▶ **Activity A**
In the passage on marketing and digital B2B buying, translate this sentence into Spanish: "B2B buyers want to bring the best parts of the B2C shopping experience to their workplace."
▶ **Activity B**
Write the next part of the passage on marketing and digital B2B buying, picking up after its final sentence.

▶ **Provided text**
###
Marketing is conceived, created, produced, and managed by marketers, right?
Not anymore. Today, more than ever, it’s a team sport.
It requires understanding, input, and effort from across your organization.
To win requires leaders who understand what’s needed and give priority to making it happen.
Let’s briefly discuss why this change has happened, then dig into what it means for you as a leader—at whatever level in your organization.
When you make an individual purchase—a B2C transaction—you don’t think twice about opening your browser and searching for what you need.
You might Google topics around your need to better understand how to solve it, then research available solutions.
You might jump straight to an e-commerce website, add the product to your cart, and check out.
End-to-end digital shopping experiences are arguably more normal these days than trekking to a brick-and-mortar store to make your purchase in person.
The reasons are many and obvious: convenience, range of solutions from which to choose, ease of making a comparison, speed, cost, and more.
You also avoid the hassle of dealing with other people—from the parking lot to the store aisles to the prowling sales associates.
B2B buyers want to bring the best parts of the B2C shopping experience to their workplace.
Unsurprisingly, B2B buyers want to bring the best parts of that B2C shopping experience to their workplace.
Why should they have to leave the comfort of their office (more on that in a moment) to meet with vendors, whether in a conference room, a showroom, or on a trade show exhibit floor?
Why would buyers depend on vendors to tell them what’s best for their situation when they can research and evaluate solutions online, for themselves?
In fact, why deal with a salesperson at all, if the purchase can be negotiated and completed online?
This trend toward digital buying processes has been creeping through the B2B world since the early 2000s.
Then the COVID-19 pandemic struck and, like many other aspects of life, changes to the B2B buying experience hit warp speed.
Three main factors helped turbocharge the digitalization of B2B purchasing:
1. Buyers moved from centralized, office-based locations to remote working. In person meetings were stopped. Transacting online was their only option.
2. The great resignation—which might be better labeled the great reorganization—saw many senior buyers transition out of their roles, to be replaced by younger faces. The new cadre of B2B buyers are Millennial and Gen-Z, which means they are digital natives. They operate in a digital first world.
3. To keep business moving while traditional on-premise activities were curtailed, solution providers moved quickly to develop digital solutions. Issues that previously made the digital purchasing experience inferior to in person were largely resolved.
###
▶ **Supplied information**

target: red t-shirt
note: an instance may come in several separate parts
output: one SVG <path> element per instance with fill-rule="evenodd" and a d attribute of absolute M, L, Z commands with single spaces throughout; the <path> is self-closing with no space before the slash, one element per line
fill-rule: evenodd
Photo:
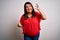
<path fill-rule="evenodd" d="M 36 16 L 33 18 L 28 18 L 24 20 L 24 16 L 22 15 L 20 18 L 20 22 L 23 24 L 23 33 L 29 36 L 35 36 L 40 32 L 40 21 L 41 16 L 40 13 L 35 12 Z"/>

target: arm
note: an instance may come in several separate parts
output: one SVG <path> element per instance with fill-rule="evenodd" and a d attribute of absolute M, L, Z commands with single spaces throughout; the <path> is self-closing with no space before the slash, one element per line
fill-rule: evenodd
<path fill-rule="evenodd" d="M 20 22 L 18 22 L 17 26 L 22 27 L 23 25 Z"/>
<path fill-rule="evenodd" d="M 36 4 L 36 9 L 39 11 L 39 13 L 40 13 L 40 15 L 41 15 L 41 19 L 42 19 L 42 20 L 46 20 L 47 17 L 46 17 L 46 15 L 45 15 L 45 13 L 41 10 L 41 8 L 39 8 L 39 5 L 38 5 L 38 4 Z"/>

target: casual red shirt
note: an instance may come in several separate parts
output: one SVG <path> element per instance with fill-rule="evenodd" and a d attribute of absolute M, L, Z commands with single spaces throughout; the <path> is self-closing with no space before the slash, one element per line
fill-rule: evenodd
<path fill-rule="evenodd" d="M 35 36 L 40 32 L 40 13 L 35 12 L 36 16 L 33 18 L 28 18 L 24 20 L 24 16 L 22 15 L 20 18 L 20 22 L 23 24 L 23 33 L 29 36 Z"/>

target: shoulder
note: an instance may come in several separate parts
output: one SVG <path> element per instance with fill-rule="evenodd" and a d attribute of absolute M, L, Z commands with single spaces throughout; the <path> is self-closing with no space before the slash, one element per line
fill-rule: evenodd
<path fill-rule="evenodd" d="M 39 12 L 35 12 L 35 14 L 36 14 L 36 15 L 40 15 L 40 13 L 39 13 Z"/>

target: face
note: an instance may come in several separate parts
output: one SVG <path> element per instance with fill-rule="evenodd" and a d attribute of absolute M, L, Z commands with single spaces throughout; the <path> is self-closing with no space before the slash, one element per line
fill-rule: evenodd
<path fill-rule="evenodd" d="M 32 6 L 31 6 L 31 4 L 26 4 L 26 11 L 28 12 L 28 13 L 31 13 L 32 12 Z"/>

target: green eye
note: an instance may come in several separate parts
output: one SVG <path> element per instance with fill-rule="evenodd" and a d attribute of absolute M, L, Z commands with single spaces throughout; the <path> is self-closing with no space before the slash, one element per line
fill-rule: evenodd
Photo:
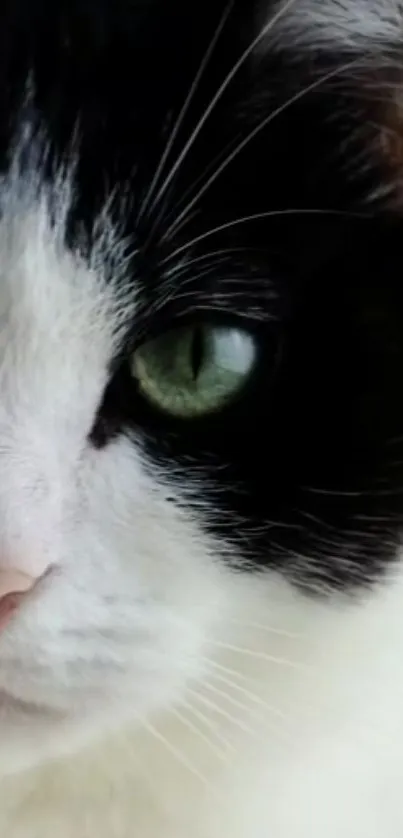
<path fill-rule="evenodd" d="M 256 343 L 248 332 L 198 325 L 166 332 L 140 346 L 131 370 L 148 401 L 191 419 L 231 402 L 255 362 Z"/>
###
▶ **Answer space A**
Los compradores B2B quieren llevar lo mejor de la experiencia de compra B2C a su lugar de trabajo.

▶ **Answer space B**
Today, a growing majority of B2B buyers expect an end-to-end digital purchasing experience. This means researching, evaluating, purchasing, and implementing solutions without leaving their desk.
Importantly, that desk can be just about anywhere.
You can’t just roll up to a company’s headquarters and sweettalk your way onto the purchasing floor anymore. Those buyers are scattered all over the country, if not all over the world.
Your company and its products and services must be visible online, where buyers can find them.
This is why B2B content marketing has suddenly become mission critical. It’s the only way to attract, engage, delight, and retain customers in the online, digital first world.
What makes good B2B content?
By my definition, it is relevant, helpful information, presented in an engaging, easy-to-digest format, delivered on the channels preferred by your target audience.
As a footnote in response to the recent furor over ChatGPT, I should add “original” to my definition. AI is an amazing tool for compiling and summarizing information about a topic. What makes great content is adding your own concepts, interpretations, and ideas. That’s thought leadership.
So how does such content come to be?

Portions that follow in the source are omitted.